▶ [TASK DETAILS]: Pick out each line in the records that contains the word "flower" and copy it out. Only count matches with the same upper and lower case letters.

▶ [THE RECORDS]:
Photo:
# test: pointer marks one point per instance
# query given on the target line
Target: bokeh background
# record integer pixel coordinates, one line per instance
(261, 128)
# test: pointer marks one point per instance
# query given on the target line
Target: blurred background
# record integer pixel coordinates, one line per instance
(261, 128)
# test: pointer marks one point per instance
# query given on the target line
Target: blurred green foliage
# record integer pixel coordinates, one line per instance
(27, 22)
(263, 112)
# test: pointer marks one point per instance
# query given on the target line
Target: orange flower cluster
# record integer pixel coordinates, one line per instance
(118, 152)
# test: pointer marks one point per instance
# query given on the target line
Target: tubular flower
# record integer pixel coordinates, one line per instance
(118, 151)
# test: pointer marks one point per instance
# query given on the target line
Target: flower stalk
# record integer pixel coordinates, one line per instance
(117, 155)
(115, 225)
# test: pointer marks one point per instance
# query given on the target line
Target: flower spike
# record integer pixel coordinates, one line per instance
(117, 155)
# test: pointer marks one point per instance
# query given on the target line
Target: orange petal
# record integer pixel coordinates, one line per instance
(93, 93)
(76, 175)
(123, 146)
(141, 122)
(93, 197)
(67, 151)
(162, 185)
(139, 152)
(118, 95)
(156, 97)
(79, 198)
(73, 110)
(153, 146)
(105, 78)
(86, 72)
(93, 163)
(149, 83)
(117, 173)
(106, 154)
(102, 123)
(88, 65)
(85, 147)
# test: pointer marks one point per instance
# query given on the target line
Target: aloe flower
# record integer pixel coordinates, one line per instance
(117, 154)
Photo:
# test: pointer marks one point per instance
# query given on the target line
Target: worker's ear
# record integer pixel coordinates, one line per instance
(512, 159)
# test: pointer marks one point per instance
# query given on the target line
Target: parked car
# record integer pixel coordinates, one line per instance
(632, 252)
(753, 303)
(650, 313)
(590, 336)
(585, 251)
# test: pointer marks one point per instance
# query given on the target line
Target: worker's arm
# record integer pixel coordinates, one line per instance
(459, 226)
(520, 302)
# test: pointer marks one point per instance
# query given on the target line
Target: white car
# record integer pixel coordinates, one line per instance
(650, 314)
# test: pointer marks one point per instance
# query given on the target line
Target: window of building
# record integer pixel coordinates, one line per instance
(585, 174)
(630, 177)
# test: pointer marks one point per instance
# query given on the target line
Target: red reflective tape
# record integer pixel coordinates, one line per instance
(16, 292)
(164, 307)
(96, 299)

▶ [RESULT OF THE EXERCISE]:
Target: orange flower cluster
Target: tubular flower
Target: flower stalk
Target: flower spike
Target: aloe flower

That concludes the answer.